__Task details__.
Copy out all of the material, matching it word for word.

## BEGIN Data for the task

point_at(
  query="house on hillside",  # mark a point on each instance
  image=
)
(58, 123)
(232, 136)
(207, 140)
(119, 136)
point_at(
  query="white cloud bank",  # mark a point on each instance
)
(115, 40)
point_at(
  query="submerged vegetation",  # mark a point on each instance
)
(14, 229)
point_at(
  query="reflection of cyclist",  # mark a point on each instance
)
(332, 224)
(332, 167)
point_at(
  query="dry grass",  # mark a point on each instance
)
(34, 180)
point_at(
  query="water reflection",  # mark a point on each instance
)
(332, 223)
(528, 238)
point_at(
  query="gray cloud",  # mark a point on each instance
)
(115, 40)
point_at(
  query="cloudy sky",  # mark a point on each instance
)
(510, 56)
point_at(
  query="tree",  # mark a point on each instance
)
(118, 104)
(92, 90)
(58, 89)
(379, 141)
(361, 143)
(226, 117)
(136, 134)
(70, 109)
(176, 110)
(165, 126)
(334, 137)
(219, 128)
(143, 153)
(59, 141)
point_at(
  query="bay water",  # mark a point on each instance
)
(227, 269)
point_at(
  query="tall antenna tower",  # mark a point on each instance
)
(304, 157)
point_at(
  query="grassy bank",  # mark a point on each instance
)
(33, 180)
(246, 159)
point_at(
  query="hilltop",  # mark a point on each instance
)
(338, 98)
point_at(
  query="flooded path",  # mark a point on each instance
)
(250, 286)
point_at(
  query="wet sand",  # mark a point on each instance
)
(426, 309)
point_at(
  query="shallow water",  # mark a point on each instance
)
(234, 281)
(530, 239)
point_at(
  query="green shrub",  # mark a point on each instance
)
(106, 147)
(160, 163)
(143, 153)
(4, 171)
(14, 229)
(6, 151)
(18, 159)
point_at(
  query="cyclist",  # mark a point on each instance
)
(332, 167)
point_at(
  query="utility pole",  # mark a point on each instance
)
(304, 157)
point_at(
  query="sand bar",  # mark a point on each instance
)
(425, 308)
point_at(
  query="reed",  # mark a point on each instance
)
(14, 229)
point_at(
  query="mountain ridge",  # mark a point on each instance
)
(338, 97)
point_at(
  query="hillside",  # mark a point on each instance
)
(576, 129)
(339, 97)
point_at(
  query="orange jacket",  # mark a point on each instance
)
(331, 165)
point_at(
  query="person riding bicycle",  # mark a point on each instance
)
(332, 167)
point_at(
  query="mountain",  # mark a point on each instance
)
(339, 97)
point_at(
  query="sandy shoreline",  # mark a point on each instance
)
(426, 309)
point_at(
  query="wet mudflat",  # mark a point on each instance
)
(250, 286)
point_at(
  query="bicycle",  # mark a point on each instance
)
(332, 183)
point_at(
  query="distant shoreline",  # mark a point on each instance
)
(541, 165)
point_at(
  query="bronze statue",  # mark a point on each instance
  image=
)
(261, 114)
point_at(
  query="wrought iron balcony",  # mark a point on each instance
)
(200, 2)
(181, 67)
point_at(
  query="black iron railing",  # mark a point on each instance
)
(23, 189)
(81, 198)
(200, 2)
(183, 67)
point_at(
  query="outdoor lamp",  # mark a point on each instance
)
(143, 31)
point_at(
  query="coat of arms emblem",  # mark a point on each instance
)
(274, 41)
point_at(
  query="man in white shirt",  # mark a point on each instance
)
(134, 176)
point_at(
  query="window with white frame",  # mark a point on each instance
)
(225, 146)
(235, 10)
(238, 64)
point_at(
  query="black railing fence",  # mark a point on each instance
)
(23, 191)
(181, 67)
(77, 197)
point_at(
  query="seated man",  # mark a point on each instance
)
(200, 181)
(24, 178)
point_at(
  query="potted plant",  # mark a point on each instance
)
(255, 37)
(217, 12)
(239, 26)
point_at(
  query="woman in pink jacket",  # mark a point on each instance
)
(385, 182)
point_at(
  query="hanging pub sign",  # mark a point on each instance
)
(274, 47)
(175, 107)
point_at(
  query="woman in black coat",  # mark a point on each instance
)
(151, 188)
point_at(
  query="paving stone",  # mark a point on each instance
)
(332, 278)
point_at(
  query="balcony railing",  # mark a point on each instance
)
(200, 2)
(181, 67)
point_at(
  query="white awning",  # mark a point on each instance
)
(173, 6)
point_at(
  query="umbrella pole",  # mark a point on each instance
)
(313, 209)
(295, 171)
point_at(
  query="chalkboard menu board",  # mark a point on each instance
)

## END Data for the task

__Solution for this task__.
point_at(
  query="house on hillside",  # mark a point on each instance
  image=
)
(58, 123)
(232, 136)
(207, 140)
(119, 136)
point_at(
  query="white cloud bank",  # mark a point on each instance
)
(115, 40)
point_at(
  query="submerged vegetation",  # mark a point on each instance
)
(14, 229)
point_at(
  query="reflection of cyclist",  # mark a point on each instance
)
(332, 224)
(332, 167)
point_at(
  query="dry grass",  # mark a point on each instance
)
(34, 180)
point_at(
  query="water reflection",  # mark a point on each instance
)
(332, 223)
(528, 238)
point_at(
  query="gray cloud",  # mark a point on each instance
)
(115, 40)
point_at(
  query="cloudy sky",  # mark a point on each instance
)
(510, 56)
point_at(
  query="tree",  # mark a point on each instance
)
(118, 104)
(92, 90)
(58, 89)
(379, 141)
(361, 143)
(226, 117)
(136, 134)
(70, 109)
(176, 110)
(165, 126)
(334, 137)
(219, 128)
(143, 153)
(59, 141)
point_at(
  query="bay water",  # mark a point on each instance
)
(227, 269)
point_at(
  query="tall antenna tower",  # mark a point on each instance
)
(304, 157)
point_at(
  query="grassy bank",  # mark a point on each instance
)
(33, 180)
(246, 159)
point_at(
  query="hilltop",  # mark a point on each instance
)
(338, 98)
point_at(
  query="flooded path",  # mark a point on each instance
)
(250, 286)
point_at(
  query="wet sand",  # mark a point on each instance
)
(426, 309)
point_at(
  query="shallow water",  # mark a point on each instance
)
(234, 281)
(530, 239)
point_at(
  query="green shrub",  # mark a point on each instance
)
(106, 147)
(160, 163)
(143, 153)
(4, 171)
(14, 229)
(6, 151)
(18, 159)
point_at(
  query="cyclist",  # mark a point on each instance
)
(332, 167)
point_at(
  query="utility pole",  # mark a point on each instance
)
(304, 157)
point_at(
  query="sand bar",  # mark a point on each instance
)
(425, 308)
point_at(
  query="reed",  # mark a point on each instance
)
(14, 229)
point_at(
  query="mountain ridge",  # mark a point on each instance
)
(338, 97)
point_at(
  query="hillside",  # mark a point on each instance
)
(576, 129)
(339, 97)
point_at(
  query="orange jacket",  # mark a point on each instance
)
(331, 165)
point_at(
  query="person riding bicycle",  # mark a point on each instance
)
(332, 167)
point_at(
  query="mountain",  # mark a point on each instance
)
(339, 97)
point_at(
  query="sandy shoreline",  # mark a point on each instance
)
(426, 309)
point_at(
  query="wet mudflat",  # mark a point on each instance
)
(250, 286)
point_at(
  query="bicycle",  # mark a point on each instance
)
(332, 183)
point_at(
  query="distant shoreline",  # mark a point on each instance
)
(541, 165)
point_at(
  query="bronze statue",  # mark a point on each instance
  image=
)
(261, 114)
point_at(
  query="wrought iron balcony",  # mark a point on each instance
)
(200, 2)
(181, 67)
point_at(
  query="black iron railing",  # mark a point on each instance
)
(23, 189)
(81, 198)
(200, 2)
(183, 67)
point_at(
  query="outdoor lamp",  # mark a point on each instance
)
(143, 31)
point_at(
  query="coat of arms emblem",  # mark a point on each instance
)
(274, 41)
point_at(
  query="man in white shirt",  # mark a point on each instance
)
(134, 176)
point_at(
  query="window with white frame",  # mark a point on each instance
)
(225, 146)
(235, 10)
(238, 64)
point_at(
  query="black railing fence",  # mark a point on each instance
)
(23, 191)
(181, 67)
(77, 197)
point_at(
  query="seated man",  # mark a point on each instance
)
(200, 181)
(24, 178)
point_at(
  query="potted plant",  # mark a point on each instance
)
(255, 37)
(217, 12)
(239, 26)
point_at(
  query="woman in pink jacket",  # mark a point on each instance
)
(385, 182)
point_at(
  query="hanging pub sign",  # mark a point on each instance
)
(274, 47)
(175, 107)
point_at(
  query="woman in black coat",  # mark a point on each instance
)
(151, 188)
point_at(
  query="paving stone",  # mark a point on each instance
)
(332, 278)
point_at(
  query="balcony railing",  # mark a point on each instance
)
(200, 2)
(181, 67)
point_at(
  query="white awning",  # mark a point on each instance
)
(173, 6)
point_at(
  query="umbrella pole",  # mark a point on each instance
)
(313, 209)
(295, 171)
point_at(
  query="chalkboard menu board",  # mark a point on each instance
)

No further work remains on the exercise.